▶ [TASK INPUTS]
_____
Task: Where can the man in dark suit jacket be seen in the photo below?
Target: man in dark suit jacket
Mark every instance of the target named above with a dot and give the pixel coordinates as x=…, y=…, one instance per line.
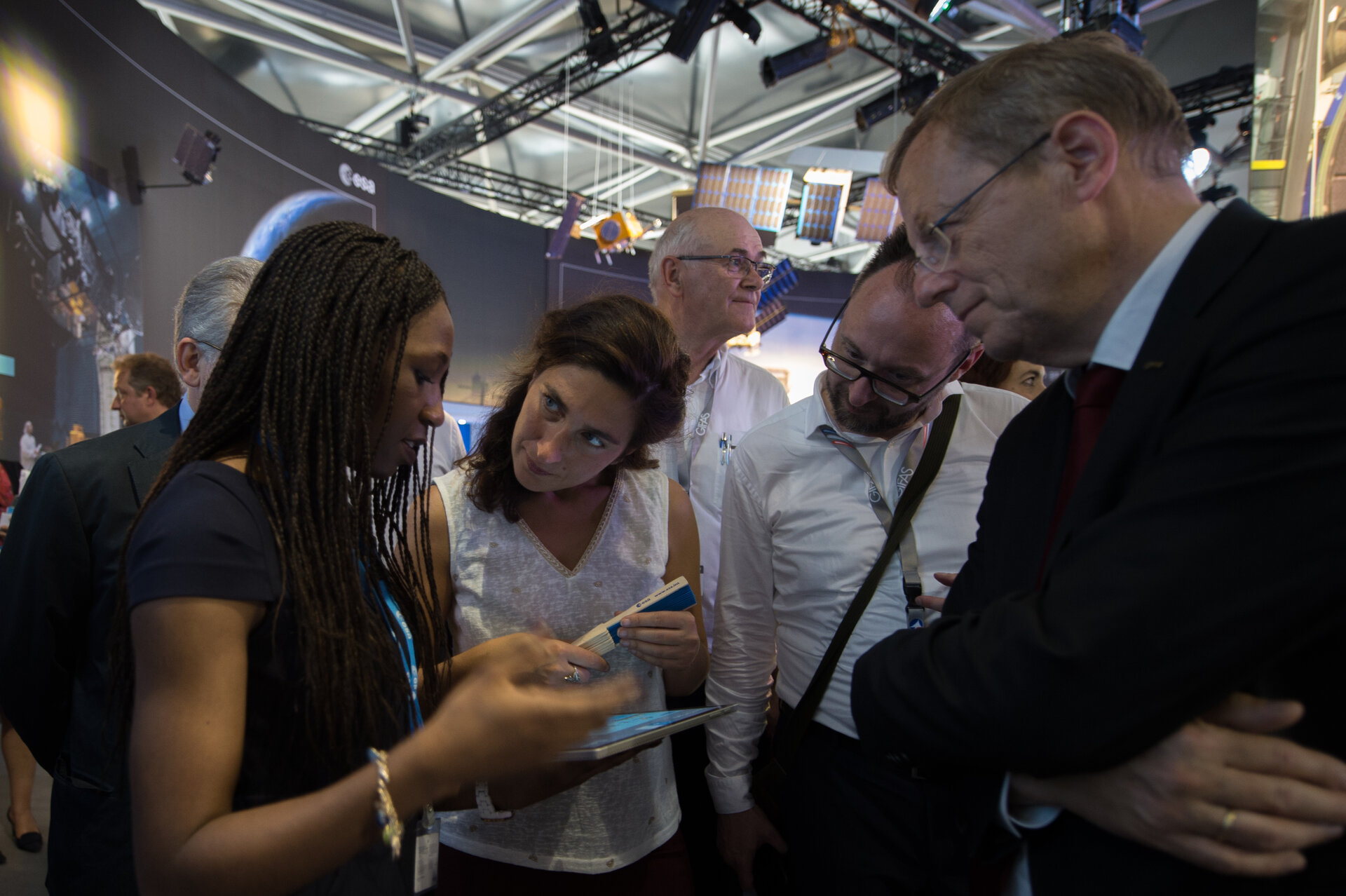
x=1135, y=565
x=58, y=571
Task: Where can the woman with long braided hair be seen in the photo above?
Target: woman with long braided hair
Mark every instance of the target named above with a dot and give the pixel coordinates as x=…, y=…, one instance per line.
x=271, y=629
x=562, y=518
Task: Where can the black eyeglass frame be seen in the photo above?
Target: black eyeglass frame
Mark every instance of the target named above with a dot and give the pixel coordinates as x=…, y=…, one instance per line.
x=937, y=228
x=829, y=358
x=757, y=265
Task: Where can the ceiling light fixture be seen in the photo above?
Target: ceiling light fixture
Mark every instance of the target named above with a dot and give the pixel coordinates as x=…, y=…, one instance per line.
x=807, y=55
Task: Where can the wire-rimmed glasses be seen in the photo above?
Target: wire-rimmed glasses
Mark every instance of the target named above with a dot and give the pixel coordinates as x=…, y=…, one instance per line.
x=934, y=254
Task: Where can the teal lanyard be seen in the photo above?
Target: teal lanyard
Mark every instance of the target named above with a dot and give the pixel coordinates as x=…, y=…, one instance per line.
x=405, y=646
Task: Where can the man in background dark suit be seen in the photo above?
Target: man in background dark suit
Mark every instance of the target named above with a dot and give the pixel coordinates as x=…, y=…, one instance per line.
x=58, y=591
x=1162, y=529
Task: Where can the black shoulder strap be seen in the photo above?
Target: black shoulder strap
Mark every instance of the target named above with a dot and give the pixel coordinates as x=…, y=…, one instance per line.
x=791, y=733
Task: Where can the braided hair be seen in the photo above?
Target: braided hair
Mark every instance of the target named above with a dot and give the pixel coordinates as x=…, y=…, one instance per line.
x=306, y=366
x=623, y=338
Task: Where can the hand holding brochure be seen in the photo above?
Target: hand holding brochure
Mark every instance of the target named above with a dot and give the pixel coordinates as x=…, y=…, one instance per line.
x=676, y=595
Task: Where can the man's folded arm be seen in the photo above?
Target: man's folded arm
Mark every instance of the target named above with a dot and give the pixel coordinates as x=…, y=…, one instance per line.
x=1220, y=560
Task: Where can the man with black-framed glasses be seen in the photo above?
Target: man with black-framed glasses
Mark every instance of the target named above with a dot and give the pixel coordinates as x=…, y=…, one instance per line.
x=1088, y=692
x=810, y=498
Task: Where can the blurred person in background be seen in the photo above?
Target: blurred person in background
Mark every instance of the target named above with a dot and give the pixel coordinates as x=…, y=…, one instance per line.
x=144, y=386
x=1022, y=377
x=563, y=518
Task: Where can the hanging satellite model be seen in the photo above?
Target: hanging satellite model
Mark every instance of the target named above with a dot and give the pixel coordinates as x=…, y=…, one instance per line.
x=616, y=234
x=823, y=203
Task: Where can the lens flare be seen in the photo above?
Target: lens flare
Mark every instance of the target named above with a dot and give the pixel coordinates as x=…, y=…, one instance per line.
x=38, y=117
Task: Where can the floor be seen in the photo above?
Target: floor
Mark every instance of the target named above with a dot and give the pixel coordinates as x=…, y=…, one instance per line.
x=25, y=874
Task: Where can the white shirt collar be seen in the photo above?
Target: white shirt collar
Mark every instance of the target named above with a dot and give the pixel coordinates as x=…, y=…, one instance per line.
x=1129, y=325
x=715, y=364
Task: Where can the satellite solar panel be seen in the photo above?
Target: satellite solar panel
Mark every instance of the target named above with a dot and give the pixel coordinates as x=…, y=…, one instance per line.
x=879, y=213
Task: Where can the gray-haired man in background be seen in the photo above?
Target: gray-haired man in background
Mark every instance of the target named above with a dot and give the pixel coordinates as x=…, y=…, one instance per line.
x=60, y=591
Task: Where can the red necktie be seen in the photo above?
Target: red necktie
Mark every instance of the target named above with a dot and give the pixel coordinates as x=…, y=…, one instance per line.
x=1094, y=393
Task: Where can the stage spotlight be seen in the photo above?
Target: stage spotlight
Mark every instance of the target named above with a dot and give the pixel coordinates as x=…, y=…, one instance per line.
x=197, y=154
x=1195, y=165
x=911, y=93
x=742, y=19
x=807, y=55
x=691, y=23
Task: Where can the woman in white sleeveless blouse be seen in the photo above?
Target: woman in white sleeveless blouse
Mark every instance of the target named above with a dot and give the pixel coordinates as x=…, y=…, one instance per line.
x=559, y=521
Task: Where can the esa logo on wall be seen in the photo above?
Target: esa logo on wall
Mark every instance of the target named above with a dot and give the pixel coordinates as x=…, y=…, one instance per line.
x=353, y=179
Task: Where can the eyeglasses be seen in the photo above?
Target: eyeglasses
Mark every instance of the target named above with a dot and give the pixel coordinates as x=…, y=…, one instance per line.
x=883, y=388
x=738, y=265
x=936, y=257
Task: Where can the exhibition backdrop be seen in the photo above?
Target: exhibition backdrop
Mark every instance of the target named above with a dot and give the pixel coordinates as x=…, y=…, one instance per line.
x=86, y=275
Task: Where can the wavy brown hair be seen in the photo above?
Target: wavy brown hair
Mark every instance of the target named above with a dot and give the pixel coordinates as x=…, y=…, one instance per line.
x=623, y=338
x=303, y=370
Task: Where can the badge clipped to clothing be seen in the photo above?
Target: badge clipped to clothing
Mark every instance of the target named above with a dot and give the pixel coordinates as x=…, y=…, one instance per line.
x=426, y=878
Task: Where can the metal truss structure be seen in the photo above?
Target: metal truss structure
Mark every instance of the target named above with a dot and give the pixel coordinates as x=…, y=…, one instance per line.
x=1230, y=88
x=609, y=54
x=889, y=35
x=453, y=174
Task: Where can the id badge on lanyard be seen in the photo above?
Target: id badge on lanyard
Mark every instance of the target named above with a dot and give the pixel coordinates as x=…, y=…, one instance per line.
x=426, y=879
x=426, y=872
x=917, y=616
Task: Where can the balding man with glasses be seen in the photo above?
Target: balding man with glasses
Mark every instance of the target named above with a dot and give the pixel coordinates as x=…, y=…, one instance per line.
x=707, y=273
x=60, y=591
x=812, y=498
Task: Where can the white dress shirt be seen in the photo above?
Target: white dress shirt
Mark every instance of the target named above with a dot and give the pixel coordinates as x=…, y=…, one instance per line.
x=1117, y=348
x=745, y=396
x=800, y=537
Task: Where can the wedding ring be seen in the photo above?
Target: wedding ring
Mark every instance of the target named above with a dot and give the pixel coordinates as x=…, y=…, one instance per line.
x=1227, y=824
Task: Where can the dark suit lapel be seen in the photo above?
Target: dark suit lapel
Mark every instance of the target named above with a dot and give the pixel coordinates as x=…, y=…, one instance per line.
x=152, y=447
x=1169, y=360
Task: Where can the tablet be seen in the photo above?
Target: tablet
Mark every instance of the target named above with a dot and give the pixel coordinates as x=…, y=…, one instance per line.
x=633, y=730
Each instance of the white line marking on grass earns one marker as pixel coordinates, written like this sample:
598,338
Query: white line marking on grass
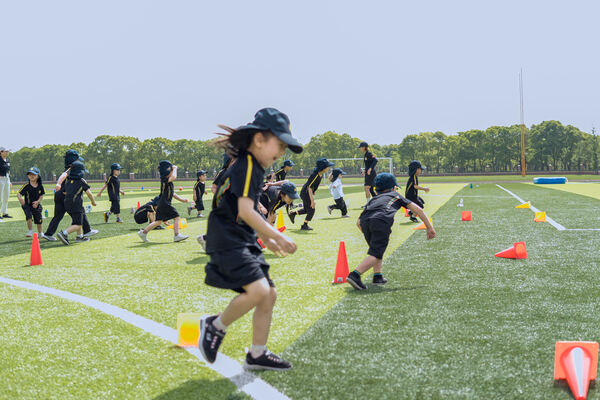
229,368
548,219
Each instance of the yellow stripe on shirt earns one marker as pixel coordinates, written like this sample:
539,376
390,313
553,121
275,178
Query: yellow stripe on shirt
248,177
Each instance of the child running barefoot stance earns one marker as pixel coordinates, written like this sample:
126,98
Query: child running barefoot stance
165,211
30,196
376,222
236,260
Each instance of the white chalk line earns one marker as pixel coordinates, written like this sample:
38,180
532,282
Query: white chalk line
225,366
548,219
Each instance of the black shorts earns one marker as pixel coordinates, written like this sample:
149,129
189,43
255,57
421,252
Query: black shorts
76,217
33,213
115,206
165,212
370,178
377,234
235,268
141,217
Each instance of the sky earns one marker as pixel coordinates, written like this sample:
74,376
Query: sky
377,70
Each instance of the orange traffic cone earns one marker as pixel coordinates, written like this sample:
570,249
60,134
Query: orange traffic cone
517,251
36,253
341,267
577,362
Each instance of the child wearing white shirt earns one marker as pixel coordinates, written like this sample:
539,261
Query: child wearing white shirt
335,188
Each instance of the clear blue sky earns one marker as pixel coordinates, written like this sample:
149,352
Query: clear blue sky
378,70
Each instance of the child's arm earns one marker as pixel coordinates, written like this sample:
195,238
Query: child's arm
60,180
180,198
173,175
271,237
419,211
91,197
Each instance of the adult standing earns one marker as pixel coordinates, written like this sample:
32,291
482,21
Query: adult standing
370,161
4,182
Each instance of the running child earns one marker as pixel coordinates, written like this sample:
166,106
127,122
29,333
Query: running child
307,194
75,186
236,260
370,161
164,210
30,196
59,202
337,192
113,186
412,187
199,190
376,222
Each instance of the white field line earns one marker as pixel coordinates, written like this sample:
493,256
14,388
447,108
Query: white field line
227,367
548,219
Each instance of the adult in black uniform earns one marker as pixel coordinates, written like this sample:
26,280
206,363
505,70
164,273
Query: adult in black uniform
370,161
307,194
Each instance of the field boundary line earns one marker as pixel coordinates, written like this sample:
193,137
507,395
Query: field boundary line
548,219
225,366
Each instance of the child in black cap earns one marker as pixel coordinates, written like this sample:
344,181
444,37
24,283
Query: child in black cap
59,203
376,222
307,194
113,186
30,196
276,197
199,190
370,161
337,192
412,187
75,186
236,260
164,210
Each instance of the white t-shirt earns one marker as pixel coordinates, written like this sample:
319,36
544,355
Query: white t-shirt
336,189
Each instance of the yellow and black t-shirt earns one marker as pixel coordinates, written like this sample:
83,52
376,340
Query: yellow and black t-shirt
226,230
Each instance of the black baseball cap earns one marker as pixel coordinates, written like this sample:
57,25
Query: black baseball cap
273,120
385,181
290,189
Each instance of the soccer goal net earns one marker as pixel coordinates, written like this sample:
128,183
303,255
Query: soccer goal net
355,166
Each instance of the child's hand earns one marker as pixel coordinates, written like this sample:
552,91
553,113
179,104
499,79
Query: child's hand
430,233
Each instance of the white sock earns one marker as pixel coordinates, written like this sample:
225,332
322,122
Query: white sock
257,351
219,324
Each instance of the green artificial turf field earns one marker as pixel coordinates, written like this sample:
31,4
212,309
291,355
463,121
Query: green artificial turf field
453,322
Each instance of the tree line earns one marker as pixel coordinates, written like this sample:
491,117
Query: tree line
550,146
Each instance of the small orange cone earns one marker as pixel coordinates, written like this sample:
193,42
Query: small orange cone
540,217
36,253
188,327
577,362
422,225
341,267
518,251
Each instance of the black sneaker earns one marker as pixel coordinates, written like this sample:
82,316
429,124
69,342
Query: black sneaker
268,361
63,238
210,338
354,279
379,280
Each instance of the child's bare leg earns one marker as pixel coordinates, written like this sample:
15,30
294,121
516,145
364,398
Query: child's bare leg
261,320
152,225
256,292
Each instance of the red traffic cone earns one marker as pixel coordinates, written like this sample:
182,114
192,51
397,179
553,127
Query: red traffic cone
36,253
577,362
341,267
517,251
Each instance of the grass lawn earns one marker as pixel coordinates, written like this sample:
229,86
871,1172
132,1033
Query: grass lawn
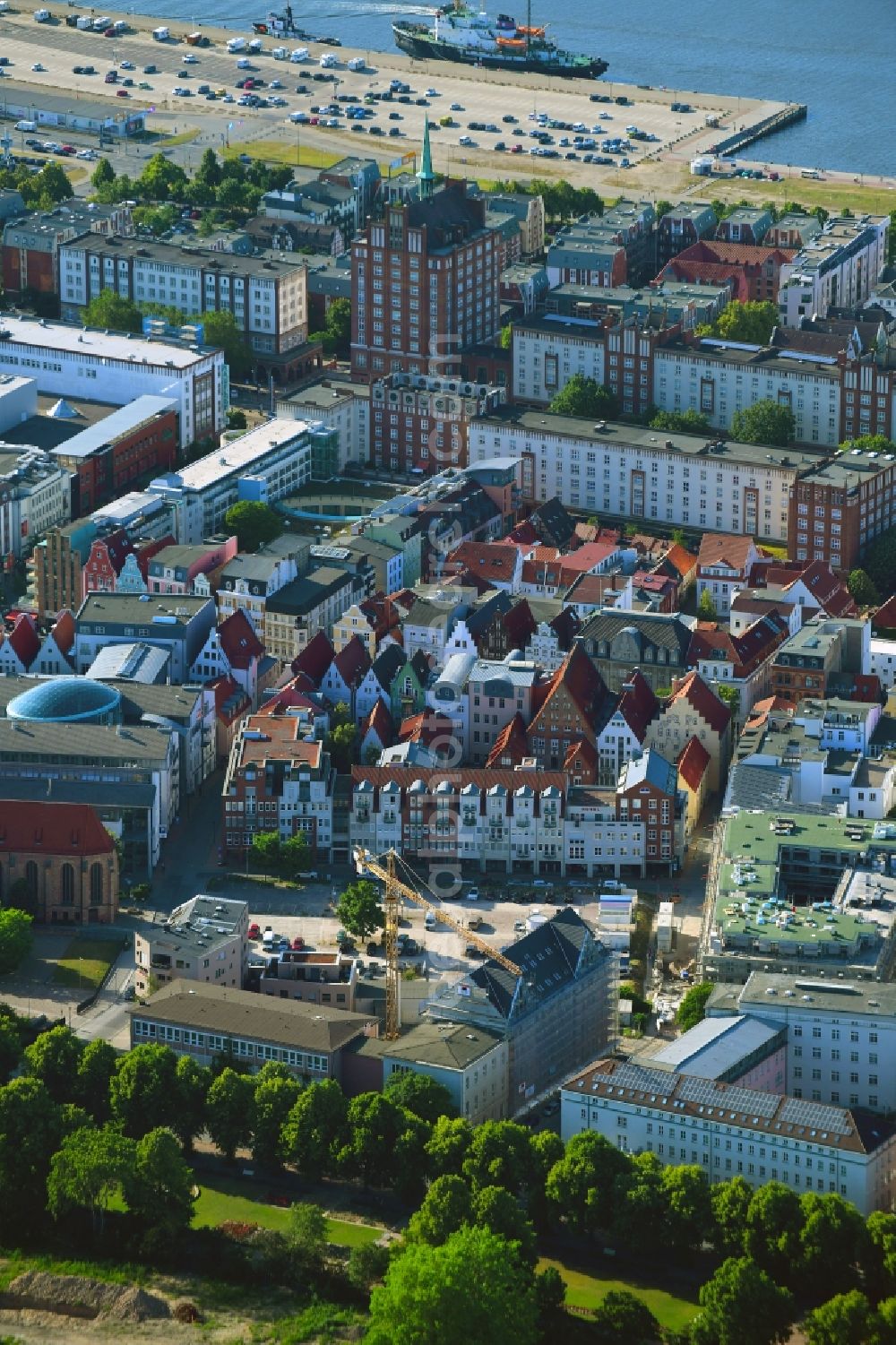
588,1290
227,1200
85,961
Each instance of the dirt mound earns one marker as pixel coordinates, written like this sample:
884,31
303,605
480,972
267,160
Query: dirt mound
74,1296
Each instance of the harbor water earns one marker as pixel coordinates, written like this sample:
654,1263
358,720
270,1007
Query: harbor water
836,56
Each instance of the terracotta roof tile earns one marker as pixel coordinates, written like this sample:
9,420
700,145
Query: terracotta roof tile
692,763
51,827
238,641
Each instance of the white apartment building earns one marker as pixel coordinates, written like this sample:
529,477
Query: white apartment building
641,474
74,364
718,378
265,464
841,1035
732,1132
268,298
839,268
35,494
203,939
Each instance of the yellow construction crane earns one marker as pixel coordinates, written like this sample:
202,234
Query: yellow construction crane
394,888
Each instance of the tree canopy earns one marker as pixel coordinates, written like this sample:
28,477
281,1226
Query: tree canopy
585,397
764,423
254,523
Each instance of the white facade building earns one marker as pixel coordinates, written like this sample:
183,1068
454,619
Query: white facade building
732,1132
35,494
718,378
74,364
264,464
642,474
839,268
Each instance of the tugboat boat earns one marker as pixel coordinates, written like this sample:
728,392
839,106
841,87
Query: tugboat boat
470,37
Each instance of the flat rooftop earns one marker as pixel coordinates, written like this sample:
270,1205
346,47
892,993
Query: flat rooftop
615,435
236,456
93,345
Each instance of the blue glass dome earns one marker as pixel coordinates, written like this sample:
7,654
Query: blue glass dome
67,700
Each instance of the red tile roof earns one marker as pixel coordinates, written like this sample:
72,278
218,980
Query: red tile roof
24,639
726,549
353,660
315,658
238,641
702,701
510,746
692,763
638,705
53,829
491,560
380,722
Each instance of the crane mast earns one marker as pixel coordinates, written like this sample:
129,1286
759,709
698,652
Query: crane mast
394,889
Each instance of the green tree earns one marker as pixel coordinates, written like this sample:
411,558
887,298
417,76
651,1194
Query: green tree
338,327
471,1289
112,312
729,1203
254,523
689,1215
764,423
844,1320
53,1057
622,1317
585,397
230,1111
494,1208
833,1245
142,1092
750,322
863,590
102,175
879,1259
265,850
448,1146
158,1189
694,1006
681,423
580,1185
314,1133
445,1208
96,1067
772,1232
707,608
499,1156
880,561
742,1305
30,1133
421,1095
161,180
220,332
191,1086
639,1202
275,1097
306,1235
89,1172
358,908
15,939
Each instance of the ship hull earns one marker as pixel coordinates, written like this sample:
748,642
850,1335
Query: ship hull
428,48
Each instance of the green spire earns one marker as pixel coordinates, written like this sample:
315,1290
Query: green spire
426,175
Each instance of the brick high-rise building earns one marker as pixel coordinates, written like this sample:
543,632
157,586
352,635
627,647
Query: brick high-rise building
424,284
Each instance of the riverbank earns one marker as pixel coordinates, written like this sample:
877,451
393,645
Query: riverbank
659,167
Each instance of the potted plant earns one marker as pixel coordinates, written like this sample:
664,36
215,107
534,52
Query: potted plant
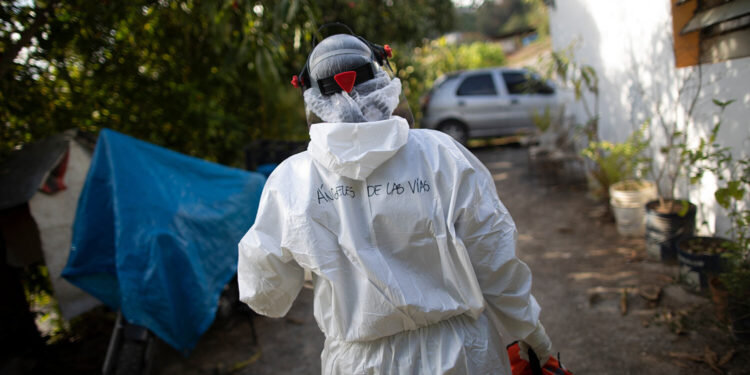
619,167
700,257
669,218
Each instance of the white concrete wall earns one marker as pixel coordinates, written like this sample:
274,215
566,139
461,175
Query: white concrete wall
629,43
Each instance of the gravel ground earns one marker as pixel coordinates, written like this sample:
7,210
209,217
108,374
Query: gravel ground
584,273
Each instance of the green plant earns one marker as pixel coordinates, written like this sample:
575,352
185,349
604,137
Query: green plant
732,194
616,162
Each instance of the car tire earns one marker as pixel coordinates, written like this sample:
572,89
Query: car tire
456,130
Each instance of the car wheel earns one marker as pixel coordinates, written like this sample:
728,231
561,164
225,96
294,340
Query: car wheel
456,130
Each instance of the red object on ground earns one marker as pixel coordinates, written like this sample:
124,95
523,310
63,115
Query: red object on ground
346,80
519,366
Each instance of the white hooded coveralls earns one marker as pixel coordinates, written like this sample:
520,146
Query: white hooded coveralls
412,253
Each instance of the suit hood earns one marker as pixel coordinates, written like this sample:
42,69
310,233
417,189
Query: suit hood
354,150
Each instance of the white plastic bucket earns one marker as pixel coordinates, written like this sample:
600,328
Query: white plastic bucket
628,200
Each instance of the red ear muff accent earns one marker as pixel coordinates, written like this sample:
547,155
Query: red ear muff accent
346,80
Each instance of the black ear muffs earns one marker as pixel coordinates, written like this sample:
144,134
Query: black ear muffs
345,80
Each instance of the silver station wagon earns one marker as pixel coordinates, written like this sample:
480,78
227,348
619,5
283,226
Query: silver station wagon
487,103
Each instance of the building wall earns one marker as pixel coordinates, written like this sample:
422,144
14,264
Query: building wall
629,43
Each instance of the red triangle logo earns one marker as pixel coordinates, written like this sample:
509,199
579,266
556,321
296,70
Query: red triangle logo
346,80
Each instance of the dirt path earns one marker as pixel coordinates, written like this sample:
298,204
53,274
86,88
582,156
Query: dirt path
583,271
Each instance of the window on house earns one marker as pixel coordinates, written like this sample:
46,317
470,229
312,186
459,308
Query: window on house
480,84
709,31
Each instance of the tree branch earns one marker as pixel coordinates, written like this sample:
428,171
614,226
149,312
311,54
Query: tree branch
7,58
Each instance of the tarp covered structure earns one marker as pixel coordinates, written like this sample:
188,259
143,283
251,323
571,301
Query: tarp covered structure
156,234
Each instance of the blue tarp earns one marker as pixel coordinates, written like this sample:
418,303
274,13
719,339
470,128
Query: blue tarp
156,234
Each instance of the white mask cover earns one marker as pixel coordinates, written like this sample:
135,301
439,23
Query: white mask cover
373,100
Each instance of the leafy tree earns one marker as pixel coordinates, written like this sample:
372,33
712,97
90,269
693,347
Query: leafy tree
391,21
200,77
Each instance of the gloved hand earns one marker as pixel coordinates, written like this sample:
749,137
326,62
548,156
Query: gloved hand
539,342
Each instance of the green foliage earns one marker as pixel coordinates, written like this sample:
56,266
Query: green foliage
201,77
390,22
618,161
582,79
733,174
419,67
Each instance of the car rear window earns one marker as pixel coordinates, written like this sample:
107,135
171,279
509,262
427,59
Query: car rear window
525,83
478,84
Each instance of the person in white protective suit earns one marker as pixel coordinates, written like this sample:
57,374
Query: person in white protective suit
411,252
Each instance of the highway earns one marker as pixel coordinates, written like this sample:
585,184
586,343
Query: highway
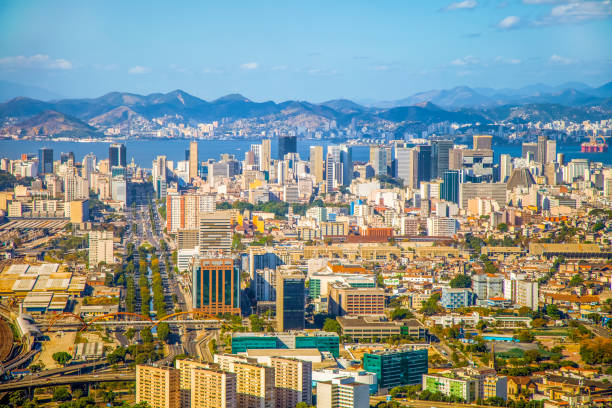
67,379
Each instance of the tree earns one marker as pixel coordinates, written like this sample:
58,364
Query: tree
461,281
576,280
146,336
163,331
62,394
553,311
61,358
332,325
_____
Within the material above, output exactly the lines from the one with "Target: white shirt collar" through the one with "Task: Where can the gray-haired", end lines included, and nothing besides.

▶ [SOLUTION TO THE PROBLEM]
Target: white shirt collar
Mark every instance of the target named above with a dot and give the pixel coordinates as x=…, y=…, one instance per line.
x=1129, y=325
x=715, y=364
Task: Where can the satellite solar panel be seen in the photo above?
Target: satellite solar panel
Mark every instance of the target named above with a dot and give the pixel coordinates as x=…, y=…, one instance per line.
x=879, y=213
Task: Where can the gray-haired man in background be seen in the photo above?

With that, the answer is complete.